▶ _Aim of the exercise_
Copy every line below that contains the word "small".

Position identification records
○ ○ ○ ○ ○
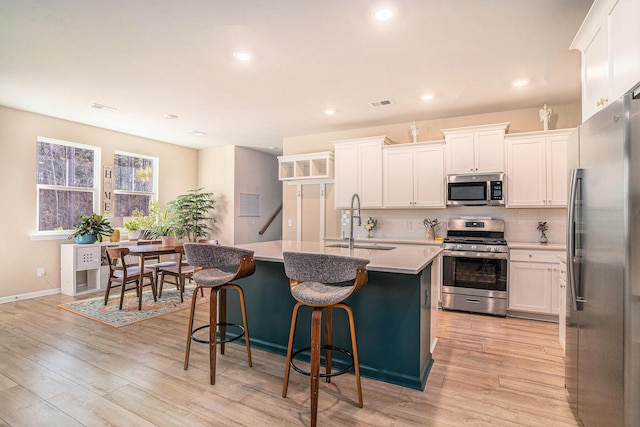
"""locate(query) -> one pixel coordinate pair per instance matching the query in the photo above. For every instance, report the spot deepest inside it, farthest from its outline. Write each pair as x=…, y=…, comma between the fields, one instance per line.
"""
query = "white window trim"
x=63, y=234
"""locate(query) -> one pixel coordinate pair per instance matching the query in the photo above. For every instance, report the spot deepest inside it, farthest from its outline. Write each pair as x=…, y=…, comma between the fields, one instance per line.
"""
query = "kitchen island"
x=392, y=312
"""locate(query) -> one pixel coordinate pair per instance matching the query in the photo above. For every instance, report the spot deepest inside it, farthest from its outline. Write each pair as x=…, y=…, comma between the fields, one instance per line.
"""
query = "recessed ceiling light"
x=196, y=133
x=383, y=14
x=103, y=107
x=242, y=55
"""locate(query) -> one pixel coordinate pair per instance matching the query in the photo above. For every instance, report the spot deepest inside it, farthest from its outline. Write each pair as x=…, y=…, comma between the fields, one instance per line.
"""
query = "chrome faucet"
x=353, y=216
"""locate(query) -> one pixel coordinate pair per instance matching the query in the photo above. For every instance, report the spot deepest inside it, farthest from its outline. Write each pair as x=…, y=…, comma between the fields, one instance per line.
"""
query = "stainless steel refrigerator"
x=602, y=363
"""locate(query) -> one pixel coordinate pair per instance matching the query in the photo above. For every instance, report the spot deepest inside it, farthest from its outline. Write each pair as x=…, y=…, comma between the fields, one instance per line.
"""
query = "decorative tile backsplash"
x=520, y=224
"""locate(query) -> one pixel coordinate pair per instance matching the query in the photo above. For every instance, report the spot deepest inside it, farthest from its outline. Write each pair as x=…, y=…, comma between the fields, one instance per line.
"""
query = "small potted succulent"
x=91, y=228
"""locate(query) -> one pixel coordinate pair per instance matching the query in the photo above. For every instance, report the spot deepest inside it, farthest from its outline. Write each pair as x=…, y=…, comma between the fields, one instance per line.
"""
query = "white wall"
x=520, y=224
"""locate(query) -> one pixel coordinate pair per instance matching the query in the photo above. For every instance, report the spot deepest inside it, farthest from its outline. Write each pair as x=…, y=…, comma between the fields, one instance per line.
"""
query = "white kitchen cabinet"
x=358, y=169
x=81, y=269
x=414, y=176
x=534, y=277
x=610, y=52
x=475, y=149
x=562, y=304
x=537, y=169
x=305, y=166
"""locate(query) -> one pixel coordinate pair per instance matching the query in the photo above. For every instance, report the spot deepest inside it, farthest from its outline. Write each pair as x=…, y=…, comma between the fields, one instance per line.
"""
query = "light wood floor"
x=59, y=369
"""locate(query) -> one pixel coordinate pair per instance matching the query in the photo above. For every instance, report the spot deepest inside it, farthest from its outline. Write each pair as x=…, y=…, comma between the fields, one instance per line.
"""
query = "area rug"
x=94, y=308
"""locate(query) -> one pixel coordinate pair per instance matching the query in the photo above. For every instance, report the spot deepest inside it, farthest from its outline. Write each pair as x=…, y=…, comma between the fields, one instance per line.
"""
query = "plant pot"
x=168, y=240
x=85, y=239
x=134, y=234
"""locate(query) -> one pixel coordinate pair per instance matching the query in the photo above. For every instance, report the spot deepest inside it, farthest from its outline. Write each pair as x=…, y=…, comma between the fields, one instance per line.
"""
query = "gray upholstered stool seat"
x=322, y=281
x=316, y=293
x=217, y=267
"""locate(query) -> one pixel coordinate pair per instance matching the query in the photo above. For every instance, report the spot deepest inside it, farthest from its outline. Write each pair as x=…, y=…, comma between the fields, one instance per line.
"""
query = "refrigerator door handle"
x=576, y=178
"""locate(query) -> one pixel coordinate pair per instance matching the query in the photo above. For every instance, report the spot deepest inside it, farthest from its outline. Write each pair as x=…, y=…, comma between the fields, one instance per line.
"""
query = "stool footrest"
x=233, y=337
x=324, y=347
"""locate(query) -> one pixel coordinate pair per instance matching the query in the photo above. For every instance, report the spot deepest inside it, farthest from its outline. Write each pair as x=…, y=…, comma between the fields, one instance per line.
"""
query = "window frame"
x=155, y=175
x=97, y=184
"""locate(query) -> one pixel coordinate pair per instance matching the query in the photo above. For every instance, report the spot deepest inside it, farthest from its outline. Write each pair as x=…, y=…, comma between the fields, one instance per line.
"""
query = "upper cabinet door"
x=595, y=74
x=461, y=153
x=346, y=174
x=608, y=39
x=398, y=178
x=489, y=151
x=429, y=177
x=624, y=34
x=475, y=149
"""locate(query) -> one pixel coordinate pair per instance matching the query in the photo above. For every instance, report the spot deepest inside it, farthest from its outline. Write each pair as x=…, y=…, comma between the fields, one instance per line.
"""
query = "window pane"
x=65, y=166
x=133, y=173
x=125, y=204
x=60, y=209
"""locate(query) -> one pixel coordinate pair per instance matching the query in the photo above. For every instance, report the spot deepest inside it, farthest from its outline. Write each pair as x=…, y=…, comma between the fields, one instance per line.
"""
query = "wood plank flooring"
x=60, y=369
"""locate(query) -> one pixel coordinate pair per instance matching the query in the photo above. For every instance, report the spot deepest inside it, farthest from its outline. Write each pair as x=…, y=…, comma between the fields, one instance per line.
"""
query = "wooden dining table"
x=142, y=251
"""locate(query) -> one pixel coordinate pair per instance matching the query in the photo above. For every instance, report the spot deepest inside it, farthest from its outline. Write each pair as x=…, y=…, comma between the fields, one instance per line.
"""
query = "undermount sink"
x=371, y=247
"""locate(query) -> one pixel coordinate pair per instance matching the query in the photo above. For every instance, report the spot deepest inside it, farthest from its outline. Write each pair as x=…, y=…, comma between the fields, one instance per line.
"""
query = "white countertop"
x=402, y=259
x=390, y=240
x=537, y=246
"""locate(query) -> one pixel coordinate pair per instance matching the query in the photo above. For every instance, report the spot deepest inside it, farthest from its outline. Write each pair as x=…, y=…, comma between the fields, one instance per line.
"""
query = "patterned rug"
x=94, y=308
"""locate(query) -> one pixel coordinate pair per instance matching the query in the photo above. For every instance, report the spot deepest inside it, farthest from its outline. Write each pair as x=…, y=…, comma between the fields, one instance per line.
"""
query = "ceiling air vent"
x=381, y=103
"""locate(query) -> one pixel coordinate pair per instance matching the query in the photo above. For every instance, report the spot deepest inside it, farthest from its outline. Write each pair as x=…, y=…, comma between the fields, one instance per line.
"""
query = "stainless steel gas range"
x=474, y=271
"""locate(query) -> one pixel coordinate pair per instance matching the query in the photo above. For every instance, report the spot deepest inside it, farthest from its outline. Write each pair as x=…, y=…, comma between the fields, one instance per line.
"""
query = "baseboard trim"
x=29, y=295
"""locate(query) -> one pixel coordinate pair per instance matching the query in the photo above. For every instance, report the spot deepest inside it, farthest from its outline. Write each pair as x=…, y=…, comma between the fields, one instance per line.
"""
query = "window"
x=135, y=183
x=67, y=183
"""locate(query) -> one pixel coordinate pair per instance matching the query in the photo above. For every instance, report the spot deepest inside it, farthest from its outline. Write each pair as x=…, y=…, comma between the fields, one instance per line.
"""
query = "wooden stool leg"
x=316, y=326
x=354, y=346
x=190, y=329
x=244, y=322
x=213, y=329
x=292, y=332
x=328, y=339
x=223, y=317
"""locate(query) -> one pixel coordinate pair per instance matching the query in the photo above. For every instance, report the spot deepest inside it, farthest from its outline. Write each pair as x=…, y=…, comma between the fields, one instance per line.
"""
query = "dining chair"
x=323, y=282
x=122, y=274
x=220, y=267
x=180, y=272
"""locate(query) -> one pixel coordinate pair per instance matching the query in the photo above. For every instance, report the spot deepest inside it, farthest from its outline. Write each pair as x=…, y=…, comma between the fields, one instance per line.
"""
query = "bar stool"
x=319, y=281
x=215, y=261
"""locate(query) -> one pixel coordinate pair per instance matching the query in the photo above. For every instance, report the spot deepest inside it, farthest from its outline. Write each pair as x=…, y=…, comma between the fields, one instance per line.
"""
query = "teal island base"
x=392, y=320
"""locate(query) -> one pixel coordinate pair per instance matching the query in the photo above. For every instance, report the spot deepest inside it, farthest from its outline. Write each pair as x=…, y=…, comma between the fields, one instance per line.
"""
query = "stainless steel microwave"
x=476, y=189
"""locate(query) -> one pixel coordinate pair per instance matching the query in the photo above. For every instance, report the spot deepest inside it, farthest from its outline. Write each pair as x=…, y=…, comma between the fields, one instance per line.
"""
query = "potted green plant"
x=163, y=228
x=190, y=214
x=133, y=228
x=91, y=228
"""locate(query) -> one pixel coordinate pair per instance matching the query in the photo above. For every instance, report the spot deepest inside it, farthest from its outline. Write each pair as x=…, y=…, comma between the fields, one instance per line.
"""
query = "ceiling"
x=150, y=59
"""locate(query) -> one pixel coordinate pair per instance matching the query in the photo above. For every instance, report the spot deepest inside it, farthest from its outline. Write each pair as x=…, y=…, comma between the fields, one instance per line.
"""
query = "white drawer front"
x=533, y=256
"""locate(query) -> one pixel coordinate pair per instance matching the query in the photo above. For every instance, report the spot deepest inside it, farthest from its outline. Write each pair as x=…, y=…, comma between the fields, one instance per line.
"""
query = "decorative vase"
○ ○ ○ ○ ○
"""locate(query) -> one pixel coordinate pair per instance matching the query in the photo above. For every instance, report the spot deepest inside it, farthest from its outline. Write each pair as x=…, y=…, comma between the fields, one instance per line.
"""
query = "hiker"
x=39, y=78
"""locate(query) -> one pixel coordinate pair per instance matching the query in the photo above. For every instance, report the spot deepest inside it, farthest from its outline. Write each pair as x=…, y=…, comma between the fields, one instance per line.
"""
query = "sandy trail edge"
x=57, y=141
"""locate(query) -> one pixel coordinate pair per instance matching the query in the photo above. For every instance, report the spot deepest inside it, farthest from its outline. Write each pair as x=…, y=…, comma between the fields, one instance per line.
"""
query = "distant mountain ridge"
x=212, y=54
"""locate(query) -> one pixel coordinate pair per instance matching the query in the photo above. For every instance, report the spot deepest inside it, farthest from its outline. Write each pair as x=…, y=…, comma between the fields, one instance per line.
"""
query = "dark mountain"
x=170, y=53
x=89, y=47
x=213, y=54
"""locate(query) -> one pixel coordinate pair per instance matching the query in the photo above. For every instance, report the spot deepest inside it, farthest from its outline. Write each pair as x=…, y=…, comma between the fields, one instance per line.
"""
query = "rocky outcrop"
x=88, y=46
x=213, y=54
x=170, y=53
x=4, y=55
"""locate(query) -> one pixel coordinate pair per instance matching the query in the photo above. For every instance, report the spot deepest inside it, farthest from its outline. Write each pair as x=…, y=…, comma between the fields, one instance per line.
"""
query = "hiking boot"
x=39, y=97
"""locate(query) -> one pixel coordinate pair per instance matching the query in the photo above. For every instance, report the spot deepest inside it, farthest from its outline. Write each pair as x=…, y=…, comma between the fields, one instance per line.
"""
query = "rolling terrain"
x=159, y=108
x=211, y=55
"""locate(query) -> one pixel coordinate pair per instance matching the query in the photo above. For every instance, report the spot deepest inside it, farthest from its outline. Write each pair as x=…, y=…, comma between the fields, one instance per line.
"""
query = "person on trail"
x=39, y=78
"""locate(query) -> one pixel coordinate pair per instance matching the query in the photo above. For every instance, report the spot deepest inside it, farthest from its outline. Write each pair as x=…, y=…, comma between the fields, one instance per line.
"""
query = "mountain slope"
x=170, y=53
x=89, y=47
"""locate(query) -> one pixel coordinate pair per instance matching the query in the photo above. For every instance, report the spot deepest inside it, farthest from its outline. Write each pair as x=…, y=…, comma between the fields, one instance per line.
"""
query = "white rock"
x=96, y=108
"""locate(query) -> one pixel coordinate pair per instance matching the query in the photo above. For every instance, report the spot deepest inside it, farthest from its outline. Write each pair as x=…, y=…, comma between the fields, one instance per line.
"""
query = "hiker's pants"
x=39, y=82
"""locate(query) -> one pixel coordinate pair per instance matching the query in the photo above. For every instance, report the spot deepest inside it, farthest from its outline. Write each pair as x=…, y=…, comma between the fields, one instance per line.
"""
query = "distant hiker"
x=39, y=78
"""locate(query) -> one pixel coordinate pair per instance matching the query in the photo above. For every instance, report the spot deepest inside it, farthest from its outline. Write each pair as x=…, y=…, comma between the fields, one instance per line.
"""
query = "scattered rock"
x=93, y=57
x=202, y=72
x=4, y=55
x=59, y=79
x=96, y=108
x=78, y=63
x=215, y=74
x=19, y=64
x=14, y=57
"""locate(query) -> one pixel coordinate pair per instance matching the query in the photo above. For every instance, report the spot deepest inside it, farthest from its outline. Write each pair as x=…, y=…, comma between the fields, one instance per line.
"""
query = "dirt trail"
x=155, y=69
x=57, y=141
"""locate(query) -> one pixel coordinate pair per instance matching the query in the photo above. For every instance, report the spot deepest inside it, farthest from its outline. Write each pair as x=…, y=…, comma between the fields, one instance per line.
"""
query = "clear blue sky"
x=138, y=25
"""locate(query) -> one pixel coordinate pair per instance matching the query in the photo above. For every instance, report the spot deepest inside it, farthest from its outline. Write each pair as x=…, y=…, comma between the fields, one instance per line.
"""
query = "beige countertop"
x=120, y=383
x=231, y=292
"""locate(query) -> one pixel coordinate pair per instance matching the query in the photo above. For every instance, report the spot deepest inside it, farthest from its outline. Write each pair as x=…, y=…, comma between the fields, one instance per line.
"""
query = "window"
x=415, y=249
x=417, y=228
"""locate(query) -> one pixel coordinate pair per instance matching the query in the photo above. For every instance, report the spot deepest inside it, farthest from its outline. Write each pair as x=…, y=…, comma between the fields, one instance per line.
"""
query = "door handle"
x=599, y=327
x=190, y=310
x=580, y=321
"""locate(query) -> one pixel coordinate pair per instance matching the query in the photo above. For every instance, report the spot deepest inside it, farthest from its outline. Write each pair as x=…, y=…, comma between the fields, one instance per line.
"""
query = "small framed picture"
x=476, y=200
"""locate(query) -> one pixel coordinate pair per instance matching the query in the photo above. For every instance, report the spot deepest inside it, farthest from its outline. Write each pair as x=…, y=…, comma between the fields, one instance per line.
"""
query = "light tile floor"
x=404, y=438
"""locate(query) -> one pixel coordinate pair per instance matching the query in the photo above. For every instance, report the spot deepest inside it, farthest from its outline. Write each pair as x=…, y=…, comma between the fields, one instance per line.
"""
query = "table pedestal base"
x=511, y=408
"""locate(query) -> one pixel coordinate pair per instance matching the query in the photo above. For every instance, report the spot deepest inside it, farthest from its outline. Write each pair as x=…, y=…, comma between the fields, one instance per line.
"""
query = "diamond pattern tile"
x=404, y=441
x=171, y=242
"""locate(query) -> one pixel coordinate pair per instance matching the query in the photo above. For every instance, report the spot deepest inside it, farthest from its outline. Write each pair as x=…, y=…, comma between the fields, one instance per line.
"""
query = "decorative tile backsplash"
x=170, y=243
○ ○ ○ ○ ○
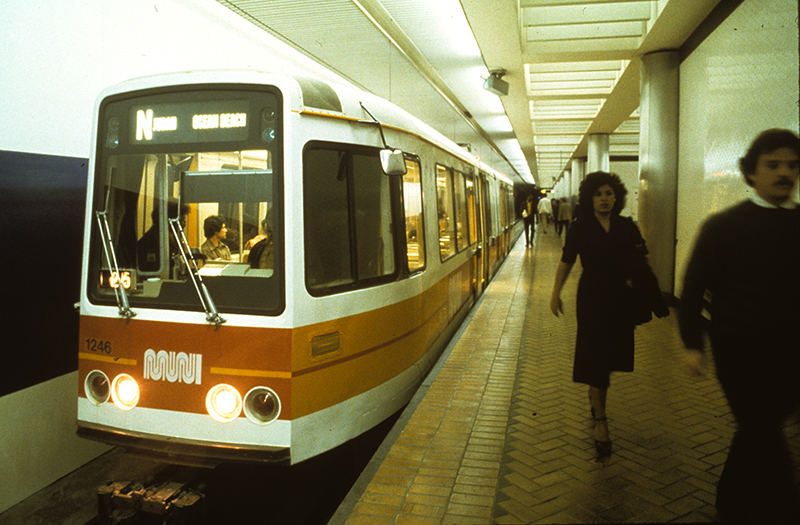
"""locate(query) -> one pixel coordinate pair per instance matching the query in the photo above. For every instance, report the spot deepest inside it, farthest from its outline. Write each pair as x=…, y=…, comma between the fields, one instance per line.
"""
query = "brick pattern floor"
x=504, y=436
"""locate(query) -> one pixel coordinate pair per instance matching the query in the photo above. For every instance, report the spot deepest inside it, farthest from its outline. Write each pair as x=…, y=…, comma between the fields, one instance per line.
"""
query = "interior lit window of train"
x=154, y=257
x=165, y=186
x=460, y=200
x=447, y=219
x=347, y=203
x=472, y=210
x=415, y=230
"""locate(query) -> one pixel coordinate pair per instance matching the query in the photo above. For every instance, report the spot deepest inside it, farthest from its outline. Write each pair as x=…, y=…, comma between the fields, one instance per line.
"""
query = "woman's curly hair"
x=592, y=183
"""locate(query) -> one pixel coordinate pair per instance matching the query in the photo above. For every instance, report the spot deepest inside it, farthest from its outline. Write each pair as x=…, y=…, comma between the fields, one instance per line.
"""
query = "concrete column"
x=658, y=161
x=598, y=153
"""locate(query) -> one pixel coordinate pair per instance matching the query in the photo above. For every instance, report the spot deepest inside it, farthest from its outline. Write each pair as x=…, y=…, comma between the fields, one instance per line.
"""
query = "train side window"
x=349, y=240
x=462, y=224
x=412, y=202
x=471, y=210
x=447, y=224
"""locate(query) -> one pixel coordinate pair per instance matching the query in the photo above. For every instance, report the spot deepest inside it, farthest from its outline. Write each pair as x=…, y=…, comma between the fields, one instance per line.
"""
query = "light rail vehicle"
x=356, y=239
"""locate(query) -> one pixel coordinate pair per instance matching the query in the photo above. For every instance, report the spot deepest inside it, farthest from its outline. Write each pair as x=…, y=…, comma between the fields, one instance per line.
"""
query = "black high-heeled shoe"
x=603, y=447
○ ○ ○ ○ ○
▶ _Result below_
query = "small potted succulent"
query = "small framed picture"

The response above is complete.